Recorded data
──────
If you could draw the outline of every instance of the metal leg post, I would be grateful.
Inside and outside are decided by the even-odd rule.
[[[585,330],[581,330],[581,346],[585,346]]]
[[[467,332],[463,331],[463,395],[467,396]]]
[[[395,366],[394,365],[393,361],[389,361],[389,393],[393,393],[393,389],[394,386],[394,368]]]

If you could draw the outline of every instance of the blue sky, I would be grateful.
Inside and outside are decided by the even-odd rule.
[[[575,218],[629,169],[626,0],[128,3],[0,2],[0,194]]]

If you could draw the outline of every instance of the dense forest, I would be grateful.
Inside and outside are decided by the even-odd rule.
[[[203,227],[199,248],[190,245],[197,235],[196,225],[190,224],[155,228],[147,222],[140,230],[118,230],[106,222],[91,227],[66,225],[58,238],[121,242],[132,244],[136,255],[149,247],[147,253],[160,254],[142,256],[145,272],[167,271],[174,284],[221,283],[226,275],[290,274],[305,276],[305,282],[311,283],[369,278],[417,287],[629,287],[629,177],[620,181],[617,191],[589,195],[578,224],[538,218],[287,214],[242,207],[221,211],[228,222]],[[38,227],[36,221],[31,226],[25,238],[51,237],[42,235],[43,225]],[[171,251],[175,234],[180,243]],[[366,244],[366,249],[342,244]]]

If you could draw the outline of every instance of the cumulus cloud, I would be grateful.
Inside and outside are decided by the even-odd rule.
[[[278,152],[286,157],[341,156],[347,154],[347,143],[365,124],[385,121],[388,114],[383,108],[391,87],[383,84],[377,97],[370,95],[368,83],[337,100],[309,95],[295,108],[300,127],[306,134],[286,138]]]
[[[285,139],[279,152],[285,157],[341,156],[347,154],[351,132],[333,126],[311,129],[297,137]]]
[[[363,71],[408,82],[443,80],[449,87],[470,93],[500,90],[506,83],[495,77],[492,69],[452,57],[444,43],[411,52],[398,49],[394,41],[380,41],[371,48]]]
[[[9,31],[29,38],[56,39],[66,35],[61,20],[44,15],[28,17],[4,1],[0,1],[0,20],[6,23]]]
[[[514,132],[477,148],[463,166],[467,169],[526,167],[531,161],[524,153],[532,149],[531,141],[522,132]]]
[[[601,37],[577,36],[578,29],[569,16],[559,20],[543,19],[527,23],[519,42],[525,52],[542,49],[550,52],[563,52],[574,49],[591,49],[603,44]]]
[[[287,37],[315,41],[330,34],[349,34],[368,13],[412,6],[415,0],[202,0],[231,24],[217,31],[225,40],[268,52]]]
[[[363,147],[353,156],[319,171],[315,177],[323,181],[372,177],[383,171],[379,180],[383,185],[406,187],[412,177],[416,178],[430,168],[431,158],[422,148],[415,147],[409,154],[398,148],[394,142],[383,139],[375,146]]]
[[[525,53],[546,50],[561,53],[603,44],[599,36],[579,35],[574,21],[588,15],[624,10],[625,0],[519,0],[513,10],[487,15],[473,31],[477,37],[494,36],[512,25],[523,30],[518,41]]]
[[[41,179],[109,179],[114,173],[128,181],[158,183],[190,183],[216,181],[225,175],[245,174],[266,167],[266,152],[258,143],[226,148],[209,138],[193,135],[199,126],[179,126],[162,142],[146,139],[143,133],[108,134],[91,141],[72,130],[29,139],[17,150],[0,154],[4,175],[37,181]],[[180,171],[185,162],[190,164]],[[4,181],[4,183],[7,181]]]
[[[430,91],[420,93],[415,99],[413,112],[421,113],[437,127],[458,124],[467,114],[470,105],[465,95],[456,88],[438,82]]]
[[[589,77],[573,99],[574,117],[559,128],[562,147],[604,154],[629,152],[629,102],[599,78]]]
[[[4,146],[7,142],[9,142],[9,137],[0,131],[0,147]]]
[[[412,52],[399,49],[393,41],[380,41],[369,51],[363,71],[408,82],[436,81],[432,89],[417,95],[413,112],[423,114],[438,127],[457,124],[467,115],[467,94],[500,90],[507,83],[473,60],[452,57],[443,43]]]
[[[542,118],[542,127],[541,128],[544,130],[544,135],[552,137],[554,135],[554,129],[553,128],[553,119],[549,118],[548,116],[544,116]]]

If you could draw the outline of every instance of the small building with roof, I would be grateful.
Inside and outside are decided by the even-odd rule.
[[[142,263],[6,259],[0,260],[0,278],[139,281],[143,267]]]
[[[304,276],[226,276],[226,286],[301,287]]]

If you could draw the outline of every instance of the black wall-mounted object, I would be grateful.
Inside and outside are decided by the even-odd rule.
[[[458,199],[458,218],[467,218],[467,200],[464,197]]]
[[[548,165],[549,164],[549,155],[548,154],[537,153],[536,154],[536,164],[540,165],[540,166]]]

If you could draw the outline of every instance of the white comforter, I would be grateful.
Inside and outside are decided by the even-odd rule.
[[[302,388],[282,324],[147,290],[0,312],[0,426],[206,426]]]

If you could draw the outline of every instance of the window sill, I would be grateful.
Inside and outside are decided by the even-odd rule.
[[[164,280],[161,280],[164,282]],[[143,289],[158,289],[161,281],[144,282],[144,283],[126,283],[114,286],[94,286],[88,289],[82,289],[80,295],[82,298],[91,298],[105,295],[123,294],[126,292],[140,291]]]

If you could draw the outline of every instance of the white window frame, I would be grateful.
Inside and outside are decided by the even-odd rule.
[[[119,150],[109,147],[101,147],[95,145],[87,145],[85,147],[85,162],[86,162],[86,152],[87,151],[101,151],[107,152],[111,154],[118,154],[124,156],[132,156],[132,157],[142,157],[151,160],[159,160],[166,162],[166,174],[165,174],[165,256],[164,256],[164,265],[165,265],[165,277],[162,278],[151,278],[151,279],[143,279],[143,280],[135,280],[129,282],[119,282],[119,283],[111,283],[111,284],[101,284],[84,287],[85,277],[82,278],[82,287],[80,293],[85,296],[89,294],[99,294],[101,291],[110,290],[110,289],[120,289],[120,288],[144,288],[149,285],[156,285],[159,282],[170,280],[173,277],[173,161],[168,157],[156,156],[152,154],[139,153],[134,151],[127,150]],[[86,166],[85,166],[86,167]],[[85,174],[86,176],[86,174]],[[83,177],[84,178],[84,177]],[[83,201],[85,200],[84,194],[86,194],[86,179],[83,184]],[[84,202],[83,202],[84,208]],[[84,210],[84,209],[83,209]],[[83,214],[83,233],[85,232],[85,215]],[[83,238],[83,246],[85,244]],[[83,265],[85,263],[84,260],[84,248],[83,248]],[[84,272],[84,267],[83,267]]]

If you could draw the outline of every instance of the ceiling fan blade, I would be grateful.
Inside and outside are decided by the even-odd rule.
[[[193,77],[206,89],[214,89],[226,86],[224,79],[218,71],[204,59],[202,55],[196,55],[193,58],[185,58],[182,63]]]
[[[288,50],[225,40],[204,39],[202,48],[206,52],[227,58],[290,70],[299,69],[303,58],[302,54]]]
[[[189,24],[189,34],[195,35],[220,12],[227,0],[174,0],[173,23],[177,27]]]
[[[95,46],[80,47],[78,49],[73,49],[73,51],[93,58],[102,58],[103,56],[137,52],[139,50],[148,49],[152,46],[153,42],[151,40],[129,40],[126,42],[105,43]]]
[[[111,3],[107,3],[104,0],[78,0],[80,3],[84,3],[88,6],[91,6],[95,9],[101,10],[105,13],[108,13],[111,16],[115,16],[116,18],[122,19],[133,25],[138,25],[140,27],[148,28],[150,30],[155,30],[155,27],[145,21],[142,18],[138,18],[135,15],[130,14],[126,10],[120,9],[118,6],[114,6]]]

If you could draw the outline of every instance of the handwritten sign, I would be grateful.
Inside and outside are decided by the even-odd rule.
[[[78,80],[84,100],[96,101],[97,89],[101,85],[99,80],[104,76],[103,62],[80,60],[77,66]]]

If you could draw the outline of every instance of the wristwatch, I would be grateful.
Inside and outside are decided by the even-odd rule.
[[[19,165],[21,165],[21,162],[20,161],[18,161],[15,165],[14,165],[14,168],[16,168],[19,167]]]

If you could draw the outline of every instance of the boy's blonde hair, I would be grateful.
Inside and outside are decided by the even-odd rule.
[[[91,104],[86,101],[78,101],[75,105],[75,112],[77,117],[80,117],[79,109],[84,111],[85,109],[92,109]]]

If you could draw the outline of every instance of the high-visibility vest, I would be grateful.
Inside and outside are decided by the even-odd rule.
──────
● **GOAL OF THE EXERCISE**
Resize everything from the start of the items down to and including the line containing "[[[575,218],[629,169],[626,0],[128,3],[0,2],[0,194]]]". Give those lines again with the requests included, and multiply every polygon coordinate in the answers by 0.95, rounding to whole numbers with halves going up.

● **RESPONSE FOR THIS EXERCISE**
If you could draw the outline of every instance of the metal leg post, I would be grateful.
Inside and outside are decided by the even-odd rule.
[[[556,314],[552,314],[552,329],[556,329]]]
[[[444,315],[440,314],[440,375],[444,376]]]
[[[375,348],[374,347],[373,343],[370,343],[370,373],[373,373],[373,370],[374,367],[374,350]]]

If you could draw the outline of every instance of the blue sky, I would be grateful.
Inside and outside are decided by the even-odd rule.
[[[546,207],[598,161],[595,0],[122,3],[0,2],[0,184]]]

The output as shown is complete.